Task goal:
Write each line exactly as it stands, from the line containing "Find every instance of the eyeglasses" through the end of the data.

[Natural-language object grounding data]
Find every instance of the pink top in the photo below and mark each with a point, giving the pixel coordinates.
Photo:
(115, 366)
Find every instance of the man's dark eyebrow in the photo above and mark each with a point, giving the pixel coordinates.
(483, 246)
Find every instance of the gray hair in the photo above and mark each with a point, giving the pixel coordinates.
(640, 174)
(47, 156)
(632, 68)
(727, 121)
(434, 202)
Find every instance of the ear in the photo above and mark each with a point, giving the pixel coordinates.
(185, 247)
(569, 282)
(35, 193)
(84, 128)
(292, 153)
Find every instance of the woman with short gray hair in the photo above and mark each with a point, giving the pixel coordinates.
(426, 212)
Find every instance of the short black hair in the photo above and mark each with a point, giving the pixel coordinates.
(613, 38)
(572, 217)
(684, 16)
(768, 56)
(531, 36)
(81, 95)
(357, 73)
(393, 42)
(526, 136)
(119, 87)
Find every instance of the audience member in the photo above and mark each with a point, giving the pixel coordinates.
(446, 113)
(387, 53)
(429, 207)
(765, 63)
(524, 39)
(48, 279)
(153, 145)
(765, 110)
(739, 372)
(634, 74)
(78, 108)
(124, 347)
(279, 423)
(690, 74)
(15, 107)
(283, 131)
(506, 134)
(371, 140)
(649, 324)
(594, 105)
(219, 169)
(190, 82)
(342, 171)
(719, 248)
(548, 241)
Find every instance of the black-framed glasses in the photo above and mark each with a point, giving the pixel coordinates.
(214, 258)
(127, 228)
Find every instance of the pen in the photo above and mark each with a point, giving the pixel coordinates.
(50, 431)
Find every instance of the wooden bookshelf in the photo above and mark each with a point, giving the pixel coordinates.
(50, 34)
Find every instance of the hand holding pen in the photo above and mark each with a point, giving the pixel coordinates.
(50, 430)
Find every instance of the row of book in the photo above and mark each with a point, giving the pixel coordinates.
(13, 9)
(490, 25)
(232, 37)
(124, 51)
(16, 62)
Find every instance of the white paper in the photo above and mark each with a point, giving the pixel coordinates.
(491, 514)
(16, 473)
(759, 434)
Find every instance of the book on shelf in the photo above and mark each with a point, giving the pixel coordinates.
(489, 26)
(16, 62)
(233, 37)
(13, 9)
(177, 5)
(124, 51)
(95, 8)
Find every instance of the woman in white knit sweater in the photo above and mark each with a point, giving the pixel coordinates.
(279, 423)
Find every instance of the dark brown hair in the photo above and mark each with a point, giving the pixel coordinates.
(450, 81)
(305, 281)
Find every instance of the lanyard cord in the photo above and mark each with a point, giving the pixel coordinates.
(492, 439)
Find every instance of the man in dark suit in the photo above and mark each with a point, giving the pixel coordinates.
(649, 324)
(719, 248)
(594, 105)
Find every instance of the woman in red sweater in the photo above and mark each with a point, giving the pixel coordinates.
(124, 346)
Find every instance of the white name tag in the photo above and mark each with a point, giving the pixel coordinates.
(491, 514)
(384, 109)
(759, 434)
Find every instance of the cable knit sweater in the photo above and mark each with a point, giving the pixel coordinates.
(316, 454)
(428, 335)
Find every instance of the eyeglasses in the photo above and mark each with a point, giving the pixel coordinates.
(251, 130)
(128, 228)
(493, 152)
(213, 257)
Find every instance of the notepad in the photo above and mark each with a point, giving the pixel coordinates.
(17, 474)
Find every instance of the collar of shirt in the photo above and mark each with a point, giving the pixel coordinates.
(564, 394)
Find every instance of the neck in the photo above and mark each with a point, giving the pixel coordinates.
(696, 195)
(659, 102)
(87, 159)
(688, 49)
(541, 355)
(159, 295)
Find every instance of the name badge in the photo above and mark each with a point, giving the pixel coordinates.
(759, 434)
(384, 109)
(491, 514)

Answer space:
Find every instance of the eyeglasses in the photo above and mark each with a point, giving the pixel coordinates.
(251, 130)
(128, 228)
(493, 152)
(213, 257)
Find every instance of the notepad in the photo above and mark each with a point, giving the pixel coordinates.
(17, 474)
Find every instance of the collar of shirt in the photo above and mark each with a point, giving the pixel coordinates.
(564, 394)
Find every instance of the neck in the photo above and mark each with a point, giving the pixel coordinates.
(696, 195)
(659, 102)
(87, 159)
(688, 49)
(541, 355)
(159, 295)
Find every instance of the name badge in the photo above and mark each with a point, giving the pixel coordinates.
(759, 434)
(384, 109)
(491, 514)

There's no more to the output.